START Supplied entries

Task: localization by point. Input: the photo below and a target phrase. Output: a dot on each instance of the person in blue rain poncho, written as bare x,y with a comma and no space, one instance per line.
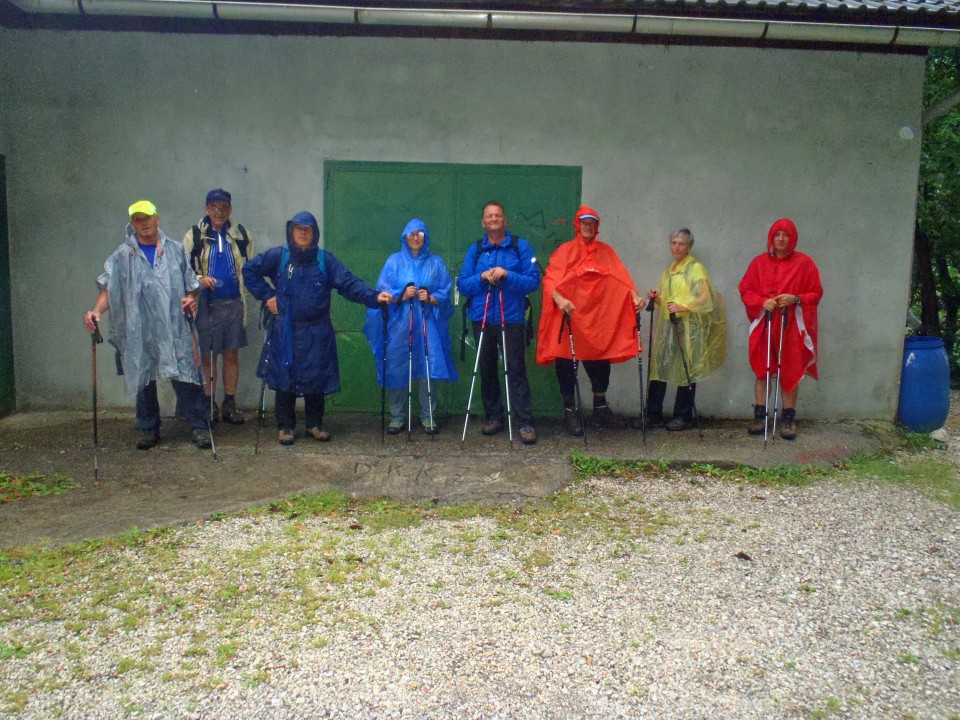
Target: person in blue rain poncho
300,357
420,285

END Supplied entries
START Supplied entries

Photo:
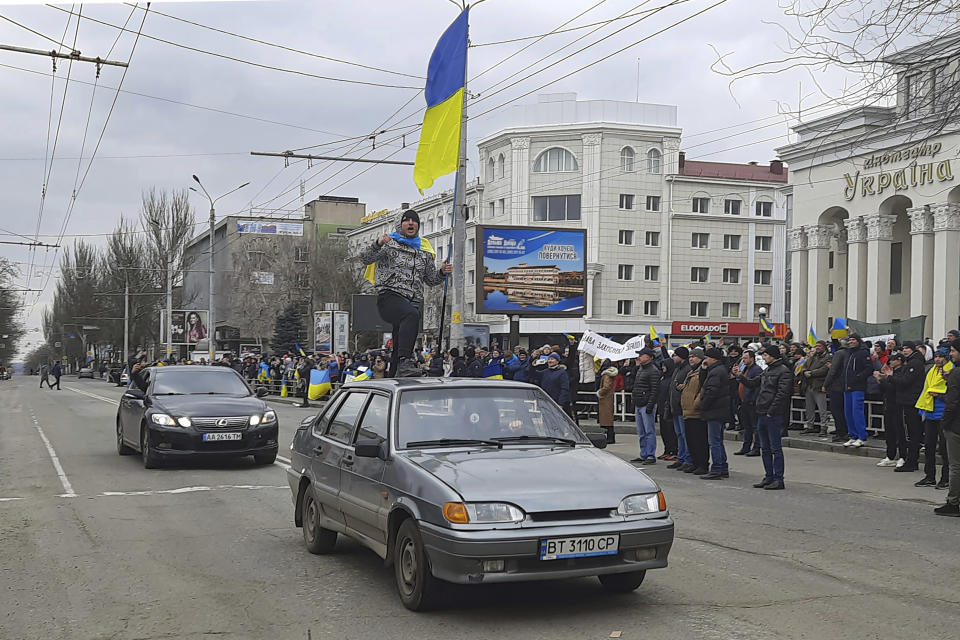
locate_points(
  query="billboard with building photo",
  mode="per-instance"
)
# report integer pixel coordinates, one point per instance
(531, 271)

END Supplied entries

From the listing above, return every line that contains the word "with".

### Result of the task
Task: localization by point. Input: the photo below and a target phrase. Output: a dot on each instance of the person in blue rain poncho, written as bare x,y with a comma and no space, one instance per line.
  query="billboard with building photo",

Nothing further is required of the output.